» **What is asked**
Identify each line of the data below that contains the string "sample", and copy those lines. The match is case-sensitive.

» **Material for this task**
start
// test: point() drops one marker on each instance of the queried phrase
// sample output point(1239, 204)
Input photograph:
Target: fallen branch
end
start
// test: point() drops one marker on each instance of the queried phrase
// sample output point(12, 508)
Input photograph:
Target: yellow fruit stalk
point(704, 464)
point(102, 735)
end
start
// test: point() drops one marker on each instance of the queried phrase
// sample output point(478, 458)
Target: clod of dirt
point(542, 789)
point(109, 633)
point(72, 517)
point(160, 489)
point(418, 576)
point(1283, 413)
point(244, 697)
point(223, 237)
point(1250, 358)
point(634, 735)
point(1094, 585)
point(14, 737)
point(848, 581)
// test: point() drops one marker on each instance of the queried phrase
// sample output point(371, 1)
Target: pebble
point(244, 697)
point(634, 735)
end
» **Solution for this problem**
// sample output point(1239, 204)
// sample output point(12, 508)
// sample output point(478, 458)
// sample output point(371, 1)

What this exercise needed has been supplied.